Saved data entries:
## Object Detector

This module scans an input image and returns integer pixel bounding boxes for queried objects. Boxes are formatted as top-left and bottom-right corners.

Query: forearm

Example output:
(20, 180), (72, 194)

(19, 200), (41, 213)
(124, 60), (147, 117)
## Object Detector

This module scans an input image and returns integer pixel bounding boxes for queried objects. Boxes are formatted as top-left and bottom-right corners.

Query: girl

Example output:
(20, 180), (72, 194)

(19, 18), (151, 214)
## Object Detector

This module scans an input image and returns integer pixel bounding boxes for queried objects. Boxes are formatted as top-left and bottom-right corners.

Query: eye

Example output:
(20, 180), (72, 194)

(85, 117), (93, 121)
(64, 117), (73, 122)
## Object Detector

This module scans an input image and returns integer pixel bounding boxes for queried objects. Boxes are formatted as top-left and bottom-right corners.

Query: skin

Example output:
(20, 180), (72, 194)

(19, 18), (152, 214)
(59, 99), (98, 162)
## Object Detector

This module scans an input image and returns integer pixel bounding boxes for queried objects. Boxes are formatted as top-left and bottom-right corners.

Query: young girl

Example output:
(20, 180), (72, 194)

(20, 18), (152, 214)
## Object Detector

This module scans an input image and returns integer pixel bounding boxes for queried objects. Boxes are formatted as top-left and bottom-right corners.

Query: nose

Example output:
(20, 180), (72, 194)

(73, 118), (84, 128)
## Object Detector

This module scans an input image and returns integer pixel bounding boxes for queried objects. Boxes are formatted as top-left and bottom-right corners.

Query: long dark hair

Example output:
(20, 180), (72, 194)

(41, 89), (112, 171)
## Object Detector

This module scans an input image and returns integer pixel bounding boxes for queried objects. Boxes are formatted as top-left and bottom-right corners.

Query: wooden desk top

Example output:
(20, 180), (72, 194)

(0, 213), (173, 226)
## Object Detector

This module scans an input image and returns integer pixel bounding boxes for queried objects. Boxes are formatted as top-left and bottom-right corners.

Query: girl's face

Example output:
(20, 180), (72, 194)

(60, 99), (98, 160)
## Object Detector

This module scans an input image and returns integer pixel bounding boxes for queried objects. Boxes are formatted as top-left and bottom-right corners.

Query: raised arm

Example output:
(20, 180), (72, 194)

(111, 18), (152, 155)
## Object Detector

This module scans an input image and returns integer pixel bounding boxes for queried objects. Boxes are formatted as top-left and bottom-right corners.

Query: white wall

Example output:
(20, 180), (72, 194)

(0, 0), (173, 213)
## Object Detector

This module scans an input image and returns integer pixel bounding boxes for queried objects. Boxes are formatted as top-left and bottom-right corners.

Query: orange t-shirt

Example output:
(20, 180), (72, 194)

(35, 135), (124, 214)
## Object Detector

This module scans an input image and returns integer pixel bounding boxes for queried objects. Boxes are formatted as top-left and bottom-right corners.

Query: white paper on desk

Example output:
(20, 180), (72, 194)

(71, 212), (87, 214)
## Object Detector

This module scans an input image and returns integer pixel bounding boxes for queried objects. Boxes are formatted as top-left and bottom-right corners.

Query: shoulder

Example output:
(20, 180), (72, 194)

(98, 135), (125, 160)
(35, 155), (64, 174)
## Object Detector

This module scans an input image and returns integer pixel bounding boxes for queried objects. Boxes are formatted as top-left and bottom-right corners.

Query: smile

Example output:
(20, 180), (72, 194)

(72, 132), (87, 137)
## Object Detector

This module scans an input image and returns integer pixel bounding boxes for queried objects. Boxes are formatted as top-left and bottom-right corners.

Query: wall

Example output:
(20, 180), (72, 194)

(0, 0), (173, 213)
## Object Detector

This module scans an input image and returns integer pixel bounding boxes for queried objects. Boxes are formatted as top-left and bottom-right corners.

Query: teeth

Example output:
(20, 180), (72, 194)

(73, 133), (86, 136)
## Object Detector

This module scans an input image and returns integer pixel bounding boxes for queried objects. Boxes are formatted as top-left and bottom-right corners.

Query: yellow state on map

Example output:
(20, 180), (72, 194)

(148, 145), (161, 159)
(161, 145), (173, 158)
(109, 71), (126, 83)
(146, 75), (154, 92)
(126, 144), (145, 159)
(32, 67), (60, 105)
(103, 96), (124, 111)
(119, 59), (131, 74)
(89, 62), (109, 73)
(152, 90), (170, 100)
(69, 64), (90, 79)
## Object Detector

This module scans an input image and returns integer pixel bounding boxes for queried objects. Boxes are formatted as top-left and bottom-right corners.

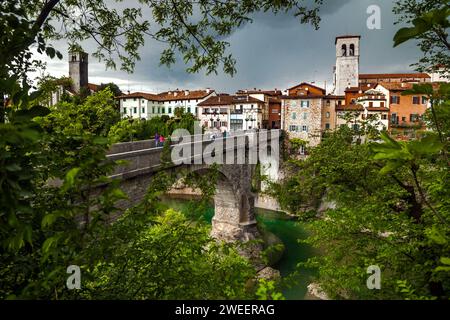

What you have to do:
The result should be every line that contains "desk", copied from the entries.

Answer area:
Query: wooden desk top
Query: white paper on desk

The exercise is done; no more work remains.